**What you need to do**
Return each line of the listing below, unchanged, and omit the images.

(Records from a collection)

§

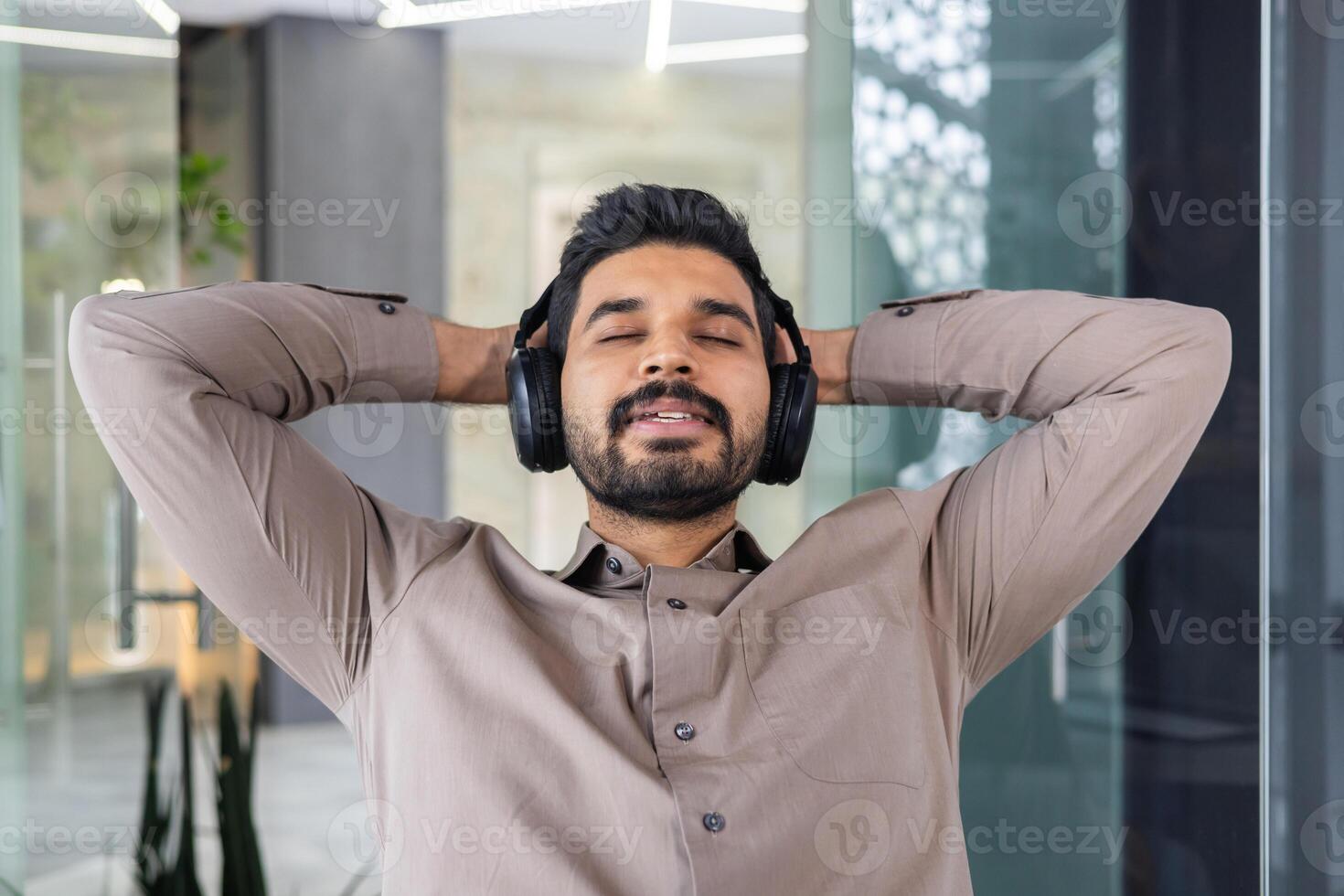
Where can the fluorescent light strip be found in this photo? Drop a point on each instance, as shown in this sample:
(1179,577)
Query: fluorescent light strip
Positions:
(660,32)
(122,45)
(162,14)
(774,5)
(743,48)
(408,14)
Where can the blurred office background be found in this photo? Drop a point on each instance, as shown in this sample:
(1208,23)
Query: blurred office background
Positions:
(882,148)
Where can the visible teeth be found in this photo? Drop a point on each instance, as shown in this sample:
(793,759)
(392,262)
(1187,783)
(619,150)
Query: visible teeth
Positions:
(668,417)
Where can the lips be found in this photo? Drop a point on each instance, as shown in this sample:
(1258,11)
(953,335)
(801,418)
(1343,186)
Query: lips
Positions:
(669,412)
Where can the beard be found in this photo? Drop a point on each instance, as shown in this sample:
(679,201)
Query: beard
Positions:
(669,484)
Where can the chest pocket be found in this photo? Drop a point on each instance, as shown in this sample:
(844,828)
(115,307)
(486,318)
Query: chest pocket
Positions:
(835,677)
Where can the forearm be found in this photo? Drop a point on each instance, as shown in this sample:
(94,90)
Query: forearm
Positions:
(283,349)
(471,363)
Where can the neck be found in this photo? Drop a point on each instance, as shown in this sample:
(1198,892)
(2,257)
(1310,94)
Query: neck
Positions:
(661,541)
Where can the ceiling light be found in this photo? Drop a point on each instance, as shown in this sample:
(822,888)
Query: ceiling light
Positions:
(160,48)
(742,48)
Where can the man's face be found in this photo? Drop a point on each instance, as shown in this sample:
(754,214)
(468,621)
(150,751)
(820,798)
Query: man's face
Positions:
(660,328)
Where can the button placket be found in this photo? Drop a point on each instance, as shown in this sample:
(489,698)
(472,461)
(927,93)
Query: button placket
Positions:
(687,666)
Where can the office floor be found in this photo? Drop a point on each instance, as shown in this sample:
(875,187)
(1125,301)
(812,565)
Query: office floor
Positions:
(85,778)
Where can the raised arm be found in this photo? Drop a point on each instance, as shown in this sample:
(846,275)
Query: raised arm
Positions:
(306,563)
(1121,391)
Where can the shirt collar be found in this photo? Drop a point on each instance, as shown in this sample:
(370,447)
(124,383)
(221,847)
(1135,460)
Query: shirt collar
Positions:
(589,564)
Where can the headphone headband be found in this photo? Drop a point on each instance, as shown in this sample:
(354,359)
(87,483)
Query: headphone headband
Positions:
(537,315)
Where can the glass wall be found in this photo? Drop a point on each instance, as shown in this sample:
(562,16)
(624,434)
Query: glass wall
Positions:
(12,807)
(1303,402)
(88,187)
(975,128)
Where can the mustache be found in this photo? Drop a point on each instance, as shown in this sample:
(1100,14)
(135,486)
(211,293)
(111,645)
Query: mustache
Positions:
(679,389)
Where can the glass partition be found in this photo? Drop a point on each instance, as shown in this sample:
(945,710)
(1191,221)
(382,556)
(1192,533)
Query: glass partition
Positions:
(974,125)
(12,804)
(88,205)
(1303,443)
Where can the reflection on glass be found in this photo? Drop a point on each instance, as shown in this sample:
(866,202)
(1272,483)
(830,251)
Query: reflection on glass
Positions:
(968,121)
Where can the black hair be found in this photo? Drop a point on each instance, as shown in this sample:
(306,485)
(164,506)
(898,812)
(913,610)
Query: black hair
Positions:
(634,215)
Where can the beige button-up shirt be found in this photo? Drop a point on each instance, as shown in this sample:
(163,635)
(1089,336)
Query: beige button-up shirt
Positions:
(740,726)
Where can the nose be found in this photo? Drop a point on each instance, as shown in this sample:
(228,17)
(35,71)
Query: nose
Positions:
(668,355)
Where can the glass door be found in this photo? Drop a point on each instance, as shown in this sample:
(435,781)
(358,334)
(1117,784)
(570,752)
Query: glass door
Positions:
(11,477)
(975,128)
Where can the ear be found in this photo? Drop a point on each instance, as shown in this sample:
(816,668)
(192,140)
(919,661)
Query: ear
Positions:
(783,347)
(538,338)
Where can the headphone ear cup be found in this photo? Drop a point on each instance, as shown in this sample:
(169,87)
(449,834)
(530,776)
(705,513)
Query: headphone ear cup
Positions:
(781,379)
(546,372)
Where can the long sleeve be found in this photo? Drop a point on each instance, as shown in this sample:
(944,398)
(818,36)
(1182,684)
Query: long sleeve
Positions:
(1120,391)
(302,559)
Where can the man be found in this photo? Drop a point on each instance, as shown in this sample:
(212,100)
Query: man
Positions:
(674,710)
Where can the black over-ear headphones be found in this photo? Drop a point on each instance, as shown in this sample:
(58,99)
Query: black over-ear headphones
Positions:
(534,400)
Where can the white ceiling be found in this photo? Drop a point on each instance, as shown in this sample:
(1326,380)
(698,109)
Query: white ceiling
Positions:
(614,34)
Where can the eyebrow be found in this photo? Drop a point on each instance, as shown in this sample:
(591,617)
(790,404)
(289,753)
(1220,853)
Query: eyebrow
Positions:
(702,304)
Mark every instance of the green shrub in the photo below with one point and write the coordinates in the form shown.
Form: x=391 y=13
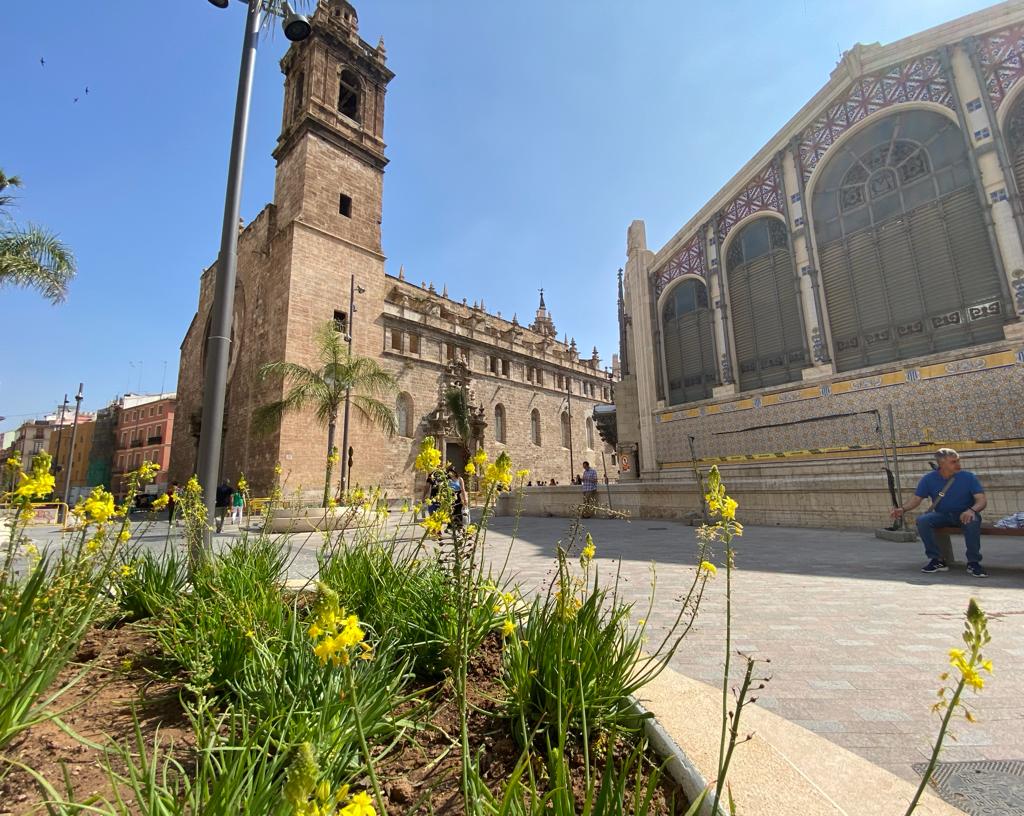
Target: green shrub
x=573 y=663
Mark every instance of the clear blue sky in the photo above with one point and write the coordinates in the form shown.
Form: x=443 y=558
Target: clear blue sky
x=523 y=137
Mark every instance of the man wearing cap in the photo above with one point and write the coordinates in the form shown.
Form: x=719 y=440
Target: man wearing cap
x=957 y=500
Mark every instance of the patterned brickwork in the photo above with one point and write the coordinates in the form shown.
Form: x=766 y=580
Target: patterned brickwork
x=999 y=55
x=689 y=260
x=763 y=192
x=918 y=80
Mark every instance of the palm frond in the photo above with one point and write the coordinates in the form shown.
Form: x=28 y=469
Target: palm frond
x=34 y=258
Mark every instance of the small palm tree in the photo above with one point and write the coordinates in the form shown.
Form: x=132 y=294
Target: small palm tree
x=30 y=256
x=324 y=388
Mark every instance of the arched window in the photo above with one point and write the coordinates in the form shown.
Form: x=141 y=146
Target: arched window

§

**Output for this task**
Where can the fluorescent light strip be found in this photo? Drop a point on each instance, as shown in this sample:
(1179,577)
Query: fluorescent light strip
Positions:
(660,32)
(122,45)
(162,14)
(774,5)
(743,48)
(408,14)
Where can the blurred office background be found in this photo? Drop a point on each instance, as shown in this sample:
(1208,23)
Query: blurred office background
Positions:
(882,148)
Where can the visible teeth be found in this photo? Drop a point on each instance, as shown in this sample:
(793,759)
(392,262)
(1187,783)
(619,150)
Query: visible teeth
Positions:
(668,417)
Where can the lips be found in this photo? Drop a point on each instance, as shown in this sample:
(1258,11)
(953,335)
(801,418)
(1343,186)
Query: lips
Positions:
(669,412)
Where can the beard be found in this photo? Drop a point on each instance, as shown in this sample:
(679,201)
Query: beard
Positions:
(669,484)
Where can the chest pocket be found in this photo? Drop a point on each instance, as shown in this sample:
(844,828)
(115,307)
(486,318)
Query: chest pocket
Positions:
(835,677)
Where can the forearm be found in this photo? Drop a point on each instance, as shown in this sample:
(94,90)
Query: forearm
Positions:
(283,349)
(471,363)
Where can the neck be found in this photo? Drop a point on each instance, as shown in this sample:
(1198,892)
(2,257)
(1310,94)
Query: neck
Positions:
(661,541)
Where can the ceiling light be found in this photo? Drop a point on each instance, as shown in this sample:
(822,888)
Query: ceiling light
Positions:
(160,48)
(742,48)
Where can the man's face be found in this photo? Drop a point on each instance, as shown in this sample:
(754,214)
(468,621)
(150,751)
(820,798)
Query: man's face
Positions:
(660,328)
Where can the button placket be found in this photo? Drop a point on each instance, as shown in this sample:
(489,698)
(472,461)
(927,93)
Query: button placket
Positions:
(687,666)
Where can the office floor be found in this photo? Drop a point on each instance, as shown in this sample:
(875,187)
(1125,301)
(812,565)
Query: office floor
Positions:
(85,778)
Where can the raised arm be found in this photo? Drop a point on each instance, as shown in this sample:
(846,275)
Query: raised arm
Positions:
(306,563)
(1121,391)
Where can the shirt collar be found in this photo? Drop a point on each instance, as shown in this sample:
(370,447)
(124,383)
(221,847)
(1135,460)
Query: shirt collar
Positions:
(589,564)
Where can the headphone headband be found in this photo? Drop a point on each instance, as shown in this sample:
(354,359)
(87,483)
Query: headphone headband
Positions:
(537,315)
Where can the glass wall be found in this photo? Drop a point on each instance, as shown in this sample:
(562,16)
(624,434)
Query: glass wall
Positions:
(12,807)
(1303,402)
(88,187)
(975,128)
Where can the mustache be found in this photo? Drop a point on each instance, as shown in this sample:
(1100,14)
(135,486)
(211,293)
(111,645)
Query: mustache
Positions:
(679,389)
Where can the glass partition be found in this photo? Drop a point on each instance, as shown in this sample:
(945,710)
(1191,221)
(382,556)
(1192,533)
Query: glass partition
Positions:
(974,125)
(12,804)
(88,205)
(1303,443)
Where can the reflection on glass be found in this photo? Drop a point on each instance, as shown in this sample:
(866,202)
(1272,483)
(830,251)
Query: reflection on glass
Positions:
(968,121)
Where can the black hair be found in this photo? Drop a point on each instance, as shown in this sample:
(306,485)
(164,506)
(898,812)
(913,610)
Query: black hair
Positions:
(634,215)
Where can the beige button-up shirt be found in this photo? Drop a point on each instance, as shown in this sample:
(163,635)
(1089,336)
Query: beige button-up shirt
Positions:
(740,726)
Where can the nose be found in this photo? Drop a point on each instance, as shown in this sample:
(228,17)
(35,71)
Query: nose
Positions:
(668,355)
Where can the glass door be found in this photo? Drop a point on each instance, as shown in this sample:
(435,781)
(358,334)
(1117,784)
(570,752)
Query: glass door
Positions:
(11,477)
(975,128)
Where can the ear be found in this photo? Drop a point on each instance, as shown in this sample:
(816,668)
(192,140)
(919,661)
Query: ear
Positions:
(783,347)
(538,338)
Where can the headphone ear cup be found in this photo? Drop a point on each instance, as shown in this sample:
(169,87)
(449,834)
(530,776)
(705,513)
Query: headphone ear cup
Positions:
(781,379)
(546,372)
Where can the long sleeve be found in this photo? Drop a point on each instance, as shown in this sample:
(944,398)
(818,36)
(1182,684)
Query: long sleeve
Positions:
(1120,391)
(302,559)
Where can the man be found in this photo? Drop a point on each instance, as shown in this sample:
(212,100)
Query: man
Positions:
(674,710)
Where can the black over-ear headphones be found in this photo? Drop a point on each instance, as shown in this sample:
(58,99)
Query: black over-ear headphones
Positions:
(534,400)
Where can the white ceiling be found in this photo? Drop a point on each instance, as shown in this sample:
(1326,380)
(698,109)
Query: white ceiling
Positions:
(614,34)
Where can the eyebrow be found in this photo? Drop a point on each instance, as shown in this sample:
(591,617)
(790,404)
(289,753)
(1220,853)
Query: eyebrow
Positions:
(702,304)
Mark every instance of the green shrub in the photo below with one point and write the coordinates in the form shown.
Form: x=391 y=13
Target: green shrub
x=573 y=663
Mark every instance of the clear blue sky in the photo above with one point and write the coordinates in the form shown.
Form: x=443 y=558
Target: clear blue sky
x=523 y=137
Mark every instance of the man wearing cap in the photo above with one point and write the coordinates in the form shown.
Form: x=719 y=440
Target: man wearing cap
x=957 y=500
Mark every instance of the patterned brickwork in the photo above with one point and write the coordinates in the form shown.
Form: x=766 y=580
Target: patterned brickwork
x=999 y=55
x=689 y=260
x=763 y=192
x=918 y=80
Mark every instance of the palm frond in the photo above with one point and write the coordinates in the form shown.
Form: x=28 y=469
Target: palm frond
x=34 y=258
Mark every instance of the small palm tree in the photo above with one point and write the coordinates in the form shown.
Form: x=132 y=294
Target: small palm tree
x=30 y=256
x=324 y=388
Mark every instance of the arched window in the photo above with one point and write the coordinates in the form shown.
Form: x=141 y=146
Target: arched window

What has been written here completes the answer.